# Aim of the task
Please copy all of the material below word for word, keeping every line in its original order.
------------------------------------------------------------------------
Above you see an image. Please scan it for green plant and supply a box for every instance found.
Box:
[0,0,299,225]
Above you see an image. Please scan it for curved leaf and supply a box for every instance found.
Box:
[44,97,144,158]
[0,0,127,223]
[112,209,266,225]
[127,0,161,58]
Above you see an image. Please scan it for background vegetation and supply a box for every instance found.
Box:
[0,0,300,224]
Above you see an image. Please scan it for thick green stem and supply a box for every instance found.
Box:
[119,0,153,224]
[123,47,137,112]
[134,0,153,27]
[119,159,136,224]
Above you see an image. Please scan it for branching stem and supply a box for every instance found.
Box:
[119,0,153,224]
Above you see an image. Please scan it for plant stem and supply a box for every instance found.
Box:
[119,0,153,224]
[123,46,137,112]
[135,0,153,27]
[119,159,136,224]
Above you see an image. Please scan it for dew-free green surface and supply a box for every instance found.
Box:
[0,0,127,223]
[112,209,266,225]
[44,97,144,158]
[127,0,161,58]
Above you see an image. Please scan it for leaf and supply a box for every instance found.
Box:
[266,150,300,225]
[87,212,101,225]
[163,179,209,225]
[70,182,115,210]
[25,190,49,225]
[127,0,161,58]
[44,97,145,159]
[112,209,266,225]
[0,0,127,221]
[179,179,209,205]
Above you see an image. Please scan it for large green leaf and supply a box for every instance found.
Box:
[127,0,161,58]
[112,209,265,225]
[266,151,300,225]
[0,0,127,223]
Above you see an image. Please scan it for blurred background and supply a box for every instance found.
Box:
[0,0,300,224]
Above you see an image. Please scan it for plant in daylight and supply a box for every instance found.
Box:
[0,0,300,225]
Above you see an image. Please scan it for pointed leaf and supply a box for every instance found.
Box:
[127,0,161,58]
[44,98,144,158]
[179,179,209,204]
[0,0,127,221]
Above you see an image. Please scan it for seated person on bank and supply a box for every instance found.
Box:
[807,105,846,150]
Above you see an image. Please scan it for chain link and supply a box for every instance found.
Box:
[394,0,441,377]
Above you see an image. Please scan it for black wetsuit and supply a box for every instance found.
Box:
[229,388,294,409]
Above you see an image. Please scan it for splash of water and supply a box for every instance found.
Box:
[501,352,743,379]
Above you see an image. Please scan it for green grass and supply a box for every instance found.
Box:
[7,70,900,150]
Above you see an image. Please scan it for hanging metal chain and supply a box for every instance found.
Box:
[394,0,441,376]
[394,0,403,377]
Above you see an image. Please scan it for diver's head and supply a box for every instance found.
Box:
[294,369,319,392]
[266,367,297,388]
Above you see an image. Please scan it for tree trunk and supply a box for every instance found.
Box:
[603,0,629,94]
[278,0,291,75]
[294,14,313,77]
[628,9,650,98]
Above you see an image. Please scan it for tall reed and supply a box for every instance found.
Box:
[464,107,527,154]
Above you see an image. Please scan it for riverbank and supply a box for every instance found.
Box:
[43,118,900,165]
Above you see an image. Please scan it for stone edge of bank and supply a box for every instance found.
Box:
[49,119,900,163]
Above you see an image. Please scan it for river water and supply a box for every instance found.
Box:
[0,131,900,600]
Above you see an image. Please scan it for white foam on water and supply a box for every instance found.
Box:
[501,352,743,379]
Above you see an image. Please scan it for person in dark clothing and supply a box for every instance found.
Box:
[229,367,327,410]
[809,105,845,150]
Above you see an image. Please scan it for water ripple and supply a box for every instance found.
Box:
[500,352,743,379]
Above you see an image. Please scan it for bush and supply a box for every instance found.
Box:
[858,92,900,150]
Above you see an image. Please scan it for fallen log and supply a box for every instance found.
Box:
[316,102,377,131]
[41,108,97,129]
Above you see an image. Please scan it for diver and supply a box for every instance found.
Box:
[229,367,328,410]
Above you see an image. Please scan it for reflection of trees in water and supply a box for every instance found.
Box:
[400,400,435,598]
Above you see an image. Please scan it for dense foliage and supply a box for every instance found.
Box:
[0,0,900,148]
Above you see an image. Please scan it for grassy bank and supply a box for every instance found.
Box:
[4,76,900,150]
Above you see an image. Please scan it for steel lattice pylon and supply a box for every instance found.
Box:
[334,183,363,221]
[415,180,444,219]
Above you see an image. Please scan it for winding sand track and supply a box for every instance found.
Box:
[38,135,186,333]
------------------------------------------------------------------------
# Exercise response
Above you see an image. Please scan it for green plant and supply a box for every instance found.
Box:
[0,0,299,225]
Above you see an image. Please scan it for curved leaf and supply a box for every instance found.
Box:
[44,97,144,158]
[0,0,127,223]
[112,209,266,225]
[127,0,161,58]
Above you see an image. Please scan it for background vegetation and supply a box for every instance found.
Box:
[0,0,300,224]
Above you see an image. Please scan it for thick green stem and supply a box for every instance found.
Box:
[119,0,153,224]
[123,47,137,112]
[134,0,153,27]
[119,159,136,224]
Above you see an image. Please scan it for branching stem and supply a box for every instance found.
Box:
[119,0,153,224]
Above you see an image. Please scan it for plant stem and supply a box for every instance found.
Box:
[119,0,153,224]
[123,46,137,112]
[135,0,153,27]
[119,159,136,224]
Above you see an image. Please scan it for dew-free green surface and supply a box for every instance found.
Box:
[0,0,127,223]
[112,209,266,225]
[44,97,144,158]
[127,0,161,58]
Above you see an image. Please scan it for leaf and supply a box for every instance found.
Box:
[266,150,300,225]
[87,212,101,225]
[163,179,209,225]
[70,182,115,210]
[25,190,49,225]
[127,0,161,58]
[44,97,145,159]
[112,209,266,225]
[0,0,127,221]
[179,179,209,205]
Above you see an image. Please scan it for large green leaf and supply a box for every instance found.
Box:
[127,0,161,58]
[112,209,265,225]
[266,151,300,225]
[0,0,127,223]
Above you see an image. Please scan it for blurred background and supply a box for every instance found.
Box:
[0,0,300,224]
Above you see an image. Please scan it for plant in daylight and supply a box for every instance found.
Box:
[0,0,300,225]
Above you see an image. Please scan it for pointed leaf and supply a box for every instance found.
Box:
[127,0,161,58]
[44,98,144,158]
[179,179,209,204]
[0,0,127,221]
Above you see an image. Please scan it for seated person on bank and supply a box for every instance found.
Box:
[807,105,846,150]
Above you see an image. Please scan it for chain link and supply a box for every instance found.
Box:
[394,0,441,377]
Above you see an image. Please scan it for black wetsuit and supply a box for every instance found.
Box:
[229,388,294,409]
Above you see an image. Please scan it for splash of water and supply a box for every instance found.
Box:
[501,352,743,379]
Above you see an image. Please scan it for green grass and supply a box for every instance found.
Box:
[7,70,900,150]
Above you see an image. Please scan it for hanging metal chain and supply a box for every instance found.
Box:
[394,0,441,376]
[394,0,403,377]
Above you see an image. Please scan it for diver's head and supply a box for every instance found.
Box:
[294,369,319,392]
[266,367,297,388]
Above you see an image. Please scan it for tree trunk and supply a box for every instance found.
Box:
[603,0,629,94]
[278,0,291,75]
[294,14,313,77]
[628,9,650,98]
Above you see an image. Please scan it for tall reed and supply a box for every instance found.
Box:
[464,107,527,154]
Above you see an image. Please scan it for riverbank and supply a box for every instance found.
Box:
[43,118,900,165]
Above you see an image. Please scan it for stone edge of bank and supply a box for every instance found.
Box:
[49,119,900,163]
Above you see an image. Please scan it for river water and supply a box for every instance found.
Box:
[0,131,900,600]
Above you see an image. Please scan it for white foam on water and supply a box for every instance found.
Box:
[501,352,743,379]
Above you see an image. Please scan it for person in dark clothing and supply a box for every instance found.
Box:
[229,367,327,410]
[809,105,845,150]
Above you see an image. Please scan it for water ripple and supply a box for every instance found.
Box:
[500,352,743,379]
Above you see an image. Please scan it for bush and supply a box for every instance found.
Box:
[858,92,900,150]
Above you see an image. Please scan it for fallen log and supply a box for every instance found.
Box:
[316,102,377,131]
[41,108,97,129]
Above you see an image. Please scan it for diver and supply a box for every instance found.
Box:
[229,367,328,410]
Above you see an image. Please scan it for reflection of trees in water and supply a box for every instance found.
Box:
[400,400,435,598]
Above you see an image. Please scan it for dense foliage and supply a box for every instance found.
Box:
[0,0,900,148]
Above you see an image. Please scan it for grassy bank and supply a box for every instance found.
Box:
[4,76,900,150]
Above you see an image. Please scan it for steel lattice pylon and supply a box for every instance found.
Box:
[334,183,363,221]
[415,180,444,219]
Above you see an image. Please scan it for winding sand track and supply a box for every instance found.
Box:
[38,135,186,333]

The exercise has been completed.